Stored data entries

-*-*-

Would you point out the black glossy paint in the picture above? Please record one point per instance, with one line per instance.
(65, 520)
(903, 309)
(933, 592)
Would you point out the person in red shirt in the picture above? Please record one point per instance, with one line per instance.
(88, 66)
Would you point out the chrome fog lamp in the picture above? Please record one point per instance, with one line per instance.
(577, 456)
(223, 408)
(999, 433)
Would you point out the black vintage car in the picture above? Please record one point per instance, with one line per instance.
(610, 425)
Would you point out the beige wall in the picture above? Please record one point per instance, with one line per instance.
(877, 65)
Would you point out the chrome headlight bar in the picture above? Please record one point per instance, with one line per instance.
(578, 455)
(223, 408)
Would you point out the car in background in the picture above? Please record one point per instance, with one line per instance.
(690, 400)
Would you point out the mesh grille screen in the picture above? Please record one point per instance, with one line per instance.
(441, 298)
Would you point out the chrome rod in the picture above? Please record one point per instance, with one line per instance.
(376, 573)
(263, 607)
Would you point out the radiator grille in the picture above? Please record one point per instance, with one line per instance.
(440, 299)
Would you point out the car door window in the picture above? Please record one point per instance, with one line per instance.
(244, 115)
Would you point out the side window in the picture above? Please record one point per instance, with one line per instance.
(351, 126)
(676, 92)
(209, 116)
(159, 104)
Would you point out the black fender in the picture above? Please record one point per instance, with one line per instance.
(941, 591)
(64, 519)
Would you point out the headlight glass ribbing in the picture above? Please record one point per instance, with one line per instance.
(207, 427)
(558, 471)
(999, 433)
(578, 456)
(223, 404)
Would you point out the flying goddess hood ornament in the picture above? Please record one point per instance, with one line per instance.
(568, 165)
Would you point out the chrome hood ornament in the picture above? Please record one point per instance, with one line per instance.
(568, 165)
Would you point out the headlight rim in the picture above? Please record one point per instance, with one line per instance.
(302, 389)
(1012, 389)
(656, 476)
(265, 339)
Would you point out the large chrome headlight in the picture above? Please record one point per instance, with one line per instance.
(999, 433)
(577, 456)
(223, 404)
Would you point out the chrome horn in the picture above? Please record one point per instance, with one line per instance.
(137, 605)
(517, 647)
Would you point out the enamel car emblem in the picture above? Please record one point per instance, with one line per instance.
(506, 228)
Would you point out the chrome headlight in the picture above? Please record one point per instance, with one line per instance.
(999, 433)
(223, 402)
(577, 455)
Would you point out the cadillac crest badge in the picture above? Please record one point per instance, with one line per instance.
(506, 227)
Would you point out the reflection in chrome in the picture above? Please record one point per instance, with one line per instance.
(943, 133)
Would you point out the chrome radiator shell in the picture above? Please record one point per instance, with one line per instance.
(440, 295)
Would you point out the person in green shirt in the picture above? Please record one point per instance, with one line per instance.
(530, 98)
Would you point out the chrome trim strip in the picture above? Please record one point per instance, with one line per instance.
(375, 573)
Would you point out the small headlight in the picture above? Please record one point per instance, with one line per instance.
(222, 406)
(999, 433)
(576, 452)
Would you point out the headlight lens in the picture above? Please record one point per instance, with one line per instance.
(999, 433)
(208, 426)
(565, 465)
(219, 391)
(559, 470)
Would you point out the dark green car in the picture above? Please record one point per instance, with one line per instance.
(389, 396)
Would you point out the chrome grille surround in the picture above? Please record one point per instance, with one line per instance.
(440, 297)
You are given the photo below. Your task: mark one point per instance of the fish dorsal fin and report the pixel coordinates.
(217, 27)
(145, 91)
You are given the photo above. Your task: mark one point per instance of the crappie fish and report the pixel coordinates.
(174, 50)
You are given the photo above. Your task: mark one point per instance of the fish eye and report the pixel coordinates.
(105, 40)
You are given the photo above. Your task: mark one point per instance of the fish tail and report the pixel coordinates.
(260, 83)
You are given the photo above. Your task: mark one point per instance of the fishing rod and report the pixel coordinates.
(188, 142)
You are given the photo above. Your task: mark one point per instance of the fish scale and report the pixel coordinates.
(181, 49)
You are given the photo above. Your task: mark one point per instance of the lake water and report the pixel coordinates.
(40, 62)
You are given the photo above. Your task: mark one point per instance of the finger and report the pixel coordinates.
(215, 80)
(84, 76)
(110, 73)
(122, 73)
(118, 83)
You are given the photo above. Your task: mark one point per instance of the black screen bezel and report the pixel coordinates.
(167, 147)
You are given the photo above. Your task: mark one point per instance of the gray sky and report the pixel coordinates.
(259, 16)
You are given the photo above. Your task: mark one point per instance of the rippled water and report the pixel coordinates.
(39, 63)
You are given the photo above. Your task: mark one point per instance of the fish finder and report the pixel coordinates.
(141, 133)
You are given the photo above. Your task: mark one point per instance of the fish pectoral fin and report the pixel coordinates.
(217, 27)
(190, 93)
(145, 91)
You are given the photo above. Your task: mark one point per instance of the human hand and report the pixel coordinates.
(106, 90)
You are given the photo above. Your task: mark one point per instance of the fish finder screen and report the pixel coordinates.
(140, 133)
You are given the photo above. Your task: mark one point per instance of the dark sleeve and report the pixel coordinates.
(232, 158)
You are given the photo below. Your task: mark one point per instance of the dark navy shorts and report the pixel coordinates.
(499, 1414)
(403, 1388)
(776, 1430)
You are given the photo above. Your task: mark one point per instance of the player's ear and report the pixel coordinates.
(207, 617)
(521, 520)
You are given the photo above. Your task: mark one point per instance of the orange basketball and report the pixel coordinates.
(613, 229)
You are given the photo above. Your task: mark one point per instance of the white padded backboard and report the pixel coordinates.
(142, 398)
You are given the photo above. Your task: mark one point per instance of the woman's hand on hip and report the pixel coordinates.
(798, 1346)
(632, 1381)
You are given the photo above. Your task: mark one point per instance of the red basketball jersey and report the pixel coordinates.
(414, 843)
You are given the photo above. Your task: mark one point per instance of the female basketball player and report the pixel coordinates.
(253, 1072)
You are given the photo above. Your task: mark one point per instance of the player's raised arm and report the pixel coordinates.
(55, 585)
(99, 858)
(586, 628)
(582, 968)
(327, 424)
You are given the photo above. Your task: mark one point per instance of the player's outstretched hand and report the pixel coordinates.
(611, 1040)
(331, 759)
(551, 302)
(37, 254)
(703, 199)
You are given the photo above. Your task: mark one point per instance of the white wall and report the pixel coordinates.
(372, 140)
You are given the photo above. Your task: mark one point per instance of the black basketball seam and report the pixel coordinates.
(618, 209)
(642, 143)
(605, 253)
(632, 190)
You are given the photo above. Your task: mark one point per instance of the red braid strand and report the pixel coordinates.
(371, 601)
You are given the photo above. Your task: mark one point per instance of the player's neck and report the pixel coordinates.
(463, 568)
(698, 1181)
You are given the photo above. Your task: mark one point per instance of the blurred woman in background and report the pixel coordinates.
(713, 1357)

-*-*-

About this task: Word for word, output the records that appear above.

Response area:
Would you point out the black glossy paint in the picture above? Please record one point per instance, with one line per instance.
(65, 520)
(903, 309)
(933, 592)
Would you point out the person in red shirt in the picture above? Please record one point per instance, with one line per instance.
(88, 66)
Would you point out the chrome fog lamp in the picture above? Please record one point per instance, with one line per instance.
(577, 456)
(223, 408)
(999, 433)
Would you point out the black vintage car in the picture above? Please record one point per instance, with one line per instance.
(610, 425)
Would you point out the beige wall in the picture above? Please record one point per instance, with one line per instance.
(877, 65)
Would you point out the chrome headlight bar in the picture above? Please record one point per instance, with one line per instance.
(578, 455)
(223, 408)
Would you point out the car in background in the picture above? Please record one point per instance, with one line per instance.
(690, 400)
Would you point out the mesh grille screen in the picture above? Please record one point per instance, with one line per instance.
(441, 298)
Would you point out the chrome rod in the picture above? Please record one point per instance, with one line per instance.
(376, 573)
(263, 607)
Would you point out the radiator grille in the picture above? Please record one point per instance, with one line per instance.
(440, 299)
Would you point out the car door window in the picture above? Please record one point per instance, with one line per instance.
(244, 115)
Would you point out the side window in the picture above? Please record one point per instance, with one line per instance.
(351, 126)
(676, 92)
(209, 116)
(159, 104)
Would you point out the black fender in the picture above? Please record one point per instance, with one line per instance.
(941, 591)
(64, 519)
Would you point out the headlight glass ribbing in the picture above? Please record one point per instance, with one line per instance.
(207, 427)
(558, 471)
(999, 433)
(578, 456)
(223, 404)
Would you point out the flying goddess hood ornament in the picture above? Please record one point per instance, with one line per instance.
(568, 165)
Would you point out the chrome hood ornament in the picture above? Please record one point per instance, with one line per instance.
(568, 165)
Would you point out the headlight rim in the picture above? Please record one point per instance, with one line per instance.
(302, 389)
(1012, 389)
(656, 476)
(265, 339)
Would you point out the large chrome headlight in the picture above? Please record one point per instance, with one line per instance.
(999, 433)
(577, 456)
(223, 404)
Would you point out the chrome horn in the picture above? Please record one point per instance, with one line per instance.
(137, 605)
(517, 647)
Would you point out the enamel car emblem in the picture above? Please record one point per instance, with one line per instance.
(506, 228)
Would you point out the chrome headlight in the picture above? Please record one point per instance, with one line per instance.
(999, 433)
(223, 402)
(577, 455)
Would you point out the cadillac crest badge in the picture above? Please record one point per instance, with one line per instance.
(506, 227)
Would you point out the reflection in chrome in the picture above? Please record one point per instance, with one line per instance.
(943, 133)
Would you point out the chrome radiator shell in the picture above? Please record one point per instance, with one line per instance.
(440, 295)
Would you point out the person in green shirt in the picture above? Please record one point per instance, with one line per instance.
(530, 98)
Would you point out the chrome trim strip in the picture above? Please record one point per instance, with one line per instance.
(375, 573)
Would you point out the small headlight in the picture above? Please record one point per instance, with one line per instance.
(222, 406)
(999, 433)
(576, 452)
Would you point out the headlight lens in the picture above? Please record one point per instance, with one line per instance.
(999, 433)
(208, 426)
(565, 465)
(219, 391)
(559, 470)
Would you point out the dark green car in the picture above? Please record one point per instance, with one line per instance.
(389, 396)
Would you point out the chrome grille surround in the picture above? Please record one point per instance, with one line per instance.
(440, 297)
You are given the photo below. Your task: mark one point per instance of the fish dorsal fin and report the pixel coordinates.
(217, 27)
(145, 91)
You are given the photo above. Your task: mark one point per instance of the crappie fish and report the pixel coordinates.
(174, 50)
You are given the photo above. Your task: mark one point per instance of the fish eye and report the pixel coordinates.
(105, 40)
You are given the photo above. Your task: mark one point per instance of the fish tail and report the pixel coordinates.
(260, 83)
You are given the photo above. Your task: mark one point per instance of the fishing rod and report the pixel coordinates.
(188, 142)
You are given the photo above. Your task: mark one point per instance of the fish scale and report the pixel coordinates.
(181, 49)
You are given the photo above. Your task: mark one point per instance of the lake water and report the pixel coordinates.
(40, 62)
You are given the photo above. Your task: mark one point per instance of the finger and report the pixel coordinates.
(215, 80)
(84, 76)
(110, 73)
(122, 73)
(118, 83)
You are given the photo above. Your task: mark one point per instance of the black screen bezel and report the pixel coordinates.
(167, 147)
You are given the photo above. Your task: mark one point per instance of the gray sky and report the pixel coordinates.
(259, 16)
You are given the photo above. Your task: mark one point per instance of the rippled water and report the pixel coordinates.
(39, 63)
You are given the photo above. Your task: mark one point per instance of the fish finder and report the pixel coordinates.
(141, 133)
You are given the photo above. Your task: mark one point per instance of the fish pectoral fin and report the pixel coordinates.
(217, 27)
(190, 93)
(145, 91)
You are given the photo above. Your task: mark one point per instance of the human hand and report the pixel coordinates.
(106, 90)
You are given the photo above. Your task: mark one point per instance of the fish finder screen and report the pixel coordinates.
(140, 133)
You are given the photo above. Your task: mark one point per instance of the dark sleeve and report the pixel coordinates.
(232, 158)
You are given the photo below. Your task: mark one point per instance of the dark navy shorts and report the pixel coordinates.
(499, 1414)
(403, 1388)
(776, 1430)
You are given the photo above. Your task: mark one point per instance of the player's ear and report the pixel coordinates.
(207, 617)
(521, 520)
You are given the photo above. Your task: mark one point per instance of the orange basketball and report the pixel coordinates.
(613, 229)
You are given the photo above. Your task: mark one point per instance of the white padded backboard and report the pixel coordinates.
(142, 398)
You are given the photo above. Your task: mark one point per instance of the woman's hand on hip and report the pixel coordinates.
(798, 1346)
(632, 1381)
You are given the photo above. Your task: mark one point per instance of the red basketball jersey and report the pixel coordinates.
(414, 843)
You are given the photo above. Your task: mark one point per instance of the female basketball player and report the pixel coordinates.
(253, 1072)
You are given the photo above. Your task: mark one point per instance of the player's raised arm and report the pixel coordinates.
(55, 585)
(99, 858)
(586, 628)
(582, 968)
(327, 424)
You are given the photo above. Your task: mark one point per instance of the player's outstretched hand and report the pixel coordinates.
(611, 1040)
(331, 759)
(551, 302)
(37, 254)
(703, 199)
You are given the photo above. Your task: mark one point per instance of the white wall and report the pixel coordinates.
(372, 140)
You are given the photo above. Your task: mark one point per instance of the black basketball seam and report the pixel coordinates.
(618, 209)
(642, 143)
(605, 253)
(632, 190)
You are given the photo above. Your task: mark one point per instance of the red braid strand and report the pixel coordinates.
(371, 601)
You are given the photo above. Your task: mark one point per instance of the player's neck and report the pixel coordinates.
(463, 568)
(698, 1181)
You are given the photo above. Your task: mark one point per instance of the blurred woman in background and report the pixel coordinates.
(713, 1357)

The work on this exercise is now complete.